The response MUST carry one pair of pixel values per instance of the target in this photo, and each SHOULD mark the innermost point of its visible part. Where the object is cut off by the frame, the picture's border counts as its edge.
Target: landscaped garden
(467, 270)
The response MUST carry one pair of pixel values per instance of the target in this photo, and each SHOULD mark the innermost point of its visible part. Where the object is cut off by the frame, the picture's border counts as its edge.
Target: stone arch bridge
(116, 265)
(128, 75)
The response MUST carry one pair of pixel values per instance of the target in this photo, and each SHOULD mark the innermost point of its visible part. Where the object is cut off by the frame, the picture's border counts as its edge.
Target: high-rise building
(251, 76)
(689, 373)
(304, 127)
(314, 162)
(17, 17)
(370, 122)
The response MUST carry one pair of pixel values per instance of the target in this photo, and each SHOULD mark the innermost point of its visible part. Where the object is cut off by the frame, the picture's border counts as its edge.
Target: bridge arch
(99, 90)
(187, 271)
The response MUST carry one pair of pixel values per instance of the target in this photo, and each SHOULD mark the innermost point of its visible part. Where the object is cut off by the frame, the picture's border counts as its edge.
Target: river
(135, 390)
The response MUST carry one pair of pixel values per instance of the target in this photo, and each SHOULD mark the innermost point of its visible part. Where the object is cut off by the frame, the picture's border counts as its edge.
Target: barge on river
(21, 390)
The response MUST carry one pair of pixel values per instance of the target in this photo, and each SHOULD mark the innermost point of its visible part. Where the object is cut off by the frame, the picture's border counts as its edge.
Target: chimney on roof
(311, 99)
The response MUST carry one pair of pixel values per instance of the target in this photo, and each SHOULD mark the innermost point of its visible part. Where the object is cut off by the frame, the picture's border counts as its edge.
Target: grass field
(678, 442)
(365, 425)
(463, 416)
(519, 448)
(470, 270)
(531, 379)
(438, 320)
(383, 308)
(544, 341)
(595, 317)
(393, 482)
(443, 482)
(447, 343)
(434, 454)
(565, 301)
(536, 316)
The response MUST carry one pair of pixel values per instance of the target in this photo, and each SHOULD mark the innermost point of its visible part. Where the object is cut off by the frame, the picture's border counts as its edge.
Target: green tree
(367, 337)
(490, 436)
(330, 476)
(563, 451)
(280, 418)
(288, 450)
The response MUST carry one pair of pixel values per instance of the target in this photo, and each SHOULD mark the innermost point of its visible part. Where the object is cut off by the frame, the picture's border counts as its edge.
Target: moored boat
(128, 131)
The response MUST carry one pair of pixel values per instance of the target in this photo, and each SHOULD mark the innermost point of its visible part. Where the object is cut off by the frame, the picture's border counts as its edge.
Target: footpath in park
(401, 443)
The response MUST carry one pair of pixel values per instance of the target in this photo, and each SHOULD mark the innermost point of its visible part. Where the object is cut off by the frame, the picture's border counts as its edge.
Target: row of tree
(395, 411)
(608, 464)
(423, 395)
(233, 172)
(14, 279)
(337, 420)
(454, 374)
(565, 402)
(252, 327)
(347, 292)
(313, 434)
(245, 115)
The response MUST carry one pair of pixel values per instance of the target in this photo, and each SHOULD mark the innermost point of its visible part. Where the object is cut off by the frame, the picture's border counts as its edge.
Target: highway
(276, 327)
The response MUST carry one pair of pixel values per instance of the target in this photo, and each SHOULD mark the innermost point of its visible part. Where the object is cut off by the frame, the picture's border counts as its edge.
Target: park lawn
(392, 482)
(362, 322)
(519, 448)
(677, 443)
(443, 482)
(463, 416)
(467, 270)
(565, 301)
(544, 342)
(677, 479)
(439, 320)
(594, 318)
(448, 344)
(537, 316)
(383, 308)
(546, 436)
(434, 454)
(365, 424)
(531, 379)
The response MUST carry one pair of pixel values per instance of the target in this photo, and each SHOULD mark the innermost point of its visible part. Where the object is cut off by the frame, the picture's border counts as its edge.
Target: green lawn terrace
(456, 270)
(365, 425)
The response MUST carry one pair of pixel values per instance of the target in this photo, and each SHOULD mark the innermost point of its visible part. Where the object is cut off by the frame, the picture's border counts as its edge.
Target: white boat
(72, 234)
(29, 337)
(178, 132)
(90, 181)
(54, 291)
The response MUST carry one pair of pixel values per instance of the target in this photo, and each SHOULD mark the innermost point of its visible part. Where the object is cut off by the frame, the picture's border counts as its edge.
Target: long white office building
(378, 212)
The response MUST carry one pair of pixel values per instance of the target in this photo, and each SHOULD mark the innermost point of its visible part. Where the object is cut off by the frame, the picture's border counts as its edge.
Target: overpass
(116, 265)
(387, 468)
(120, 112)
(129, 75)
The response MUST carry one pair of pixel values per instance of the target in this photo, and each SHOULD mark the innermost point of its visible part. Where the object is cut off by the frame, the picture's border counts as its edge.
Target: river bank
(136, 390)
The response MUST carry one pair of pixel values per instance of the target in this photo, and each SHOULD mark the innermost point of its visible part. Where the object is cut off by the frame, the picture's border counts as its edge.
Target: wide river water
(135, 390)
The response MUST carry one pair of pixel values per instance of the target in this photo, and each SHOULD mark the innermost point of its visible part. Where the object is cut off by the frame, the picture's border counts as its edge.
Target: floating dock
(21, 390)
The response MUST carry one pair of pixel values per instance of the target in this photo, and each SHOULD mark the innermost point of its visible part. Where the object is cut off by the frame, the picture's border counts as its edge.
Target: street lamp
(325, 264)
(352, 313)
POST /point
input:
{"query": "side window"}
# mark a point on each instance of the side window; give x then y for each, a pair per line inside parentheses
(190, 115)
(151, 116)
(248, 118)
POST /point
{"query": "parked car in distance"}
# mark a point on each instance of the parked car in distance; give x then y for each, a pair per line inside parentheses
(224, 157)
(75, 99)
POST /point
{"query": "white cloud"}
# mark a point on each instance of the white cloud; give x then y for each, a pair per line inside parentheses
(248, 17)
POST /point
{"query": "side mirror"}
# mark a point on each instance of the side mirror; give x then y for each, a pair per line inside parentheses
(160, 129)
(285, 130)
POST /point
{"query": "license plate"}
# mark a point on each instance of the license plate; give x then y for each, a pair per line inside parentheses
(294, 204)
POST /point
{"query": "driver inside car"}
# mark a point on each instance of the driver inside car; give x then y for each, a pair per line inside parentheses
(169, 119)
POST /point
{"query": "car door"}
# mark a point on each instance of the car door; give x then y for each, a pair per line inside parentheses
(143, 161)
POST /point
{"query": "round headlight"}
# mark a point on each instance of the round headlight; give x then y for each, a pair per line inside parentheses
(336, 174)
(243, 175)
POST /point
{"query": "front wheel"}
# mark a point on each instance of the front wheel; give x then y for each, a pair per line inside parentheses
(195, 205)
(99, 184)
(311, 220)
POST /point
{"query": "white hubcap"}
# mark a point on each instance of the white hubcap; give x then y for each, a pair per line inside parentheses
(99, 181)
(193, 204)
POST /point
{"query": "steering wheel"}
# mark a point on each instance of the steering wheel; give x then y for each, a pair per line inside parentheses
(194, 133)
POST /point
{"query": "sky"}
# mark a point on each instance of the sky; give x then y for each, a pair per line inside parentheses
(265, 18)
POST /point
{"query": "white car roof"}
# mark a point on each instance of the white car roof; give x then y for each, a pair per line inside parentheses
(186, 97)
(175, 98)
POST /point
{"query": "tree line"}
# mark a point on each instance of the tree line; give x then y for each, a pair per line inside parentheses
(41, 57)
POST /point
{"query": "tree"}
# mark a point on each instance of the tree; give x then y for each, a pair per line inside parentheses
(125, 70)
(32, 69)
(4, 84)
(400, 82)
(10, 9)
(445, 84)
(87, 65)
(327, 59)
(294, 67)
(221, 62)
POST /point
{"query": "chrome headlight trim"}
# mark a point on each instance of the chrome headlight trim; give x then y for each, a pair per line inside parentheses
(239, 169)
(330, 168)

-=-=-=-=-

Exercise aim — Which lines of the listing above contain the string "wheel", with uppercase and lowercase treated as different? Copy out each such line in full.

Worked solution —
{"query": "front wheel"}
# mark a point on each instance of the front wheel; give x then y for each, a pair per line inside parentheses
{"query": "steering wheel"}
# mark a point on each instance of the steering wheel; give x then y for each, a pair per line inside parentheses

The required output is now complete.